Can we finally agree unbound does not work with local data or zones?
Tuomo Soini
tis at foobar.fi
Tue Jun 27 12:41:55 UTC 2023
On Tue, 27 Jun 2023 13:56:45 +0300
Michael Tokarev <mjt at tls.msk.ru> wrote:
> 27.06.2023 01:25, Tuomo Soini wrote:
> > It only works like you want if you use cache between clients and
> > your zone like this. Important thing here is "for-downstream: no".
> >
> > auth-zone:
> > name: "example.com"
> > fallback-enabled: yes
> > for-downstream: no
> > for-upstream: yes
> > primary: 172.27.5.3
> > zonefile: /var/lib/unbound/example.com.zone
> >
> > stub-zone:
> > name: "example.com"
> > stub-address: 172.27.5.3
>
> Well. This - setting of for-downstream to "no" - effectively makes
> auth-zone statement completely useless. Unbound has the zone but
> does not use it to answer the queries. It is exactly the same as
> having no "auth-zone" at all, and just use stub-address directly.
> And in turn, it means stub-address must be reachable when this zone
> is queried - for any name, not just for this particular record.

Exercise task 1
Answer these about the post on Unbound's auth-zone settings:
(a) What IP address is given as the primary for the zone?
(b) Which setting does Tuomo Soini single out as the important one?
(c) According to Michael Tokarev, what must be reachable when the zone is queried?
Exercise task 2
Resume the post about Unbound's auth-zone settings after its last sentence.
The lines after this have no connection to the post about Unbound's auth-zone settings.

Supplied data
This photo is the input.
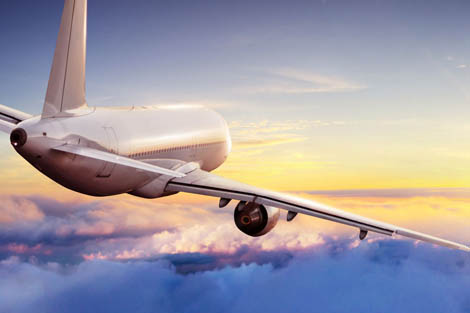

Written answer 1
(a) 172.27.5.3
(b) "for-downstream: no"
(c) The stub-address

Written answer 2
When there is for-downstream: no unbound queries auth-zone instead of
querying configured upstream server but responds from resolver, so
behaviour is not like authoritative server. So instead of querying
authoritative server unbound queries from local auth-zone file. The
difference is you get proper responses for CNAME. This is exactly same
as rfc8806 root dns cache config.
So unbound queries from auth-zone but answers are kept in cache until
they expire and then queries go to auth-zone again. I have testes this
and queries continue to work after stopping primary server and
restarting unbound (to make sure caches are clean).
> > Hope this helps.
>
> No, unfortunately it does not :)
Yes, it does. Try it first before you say it doesn't.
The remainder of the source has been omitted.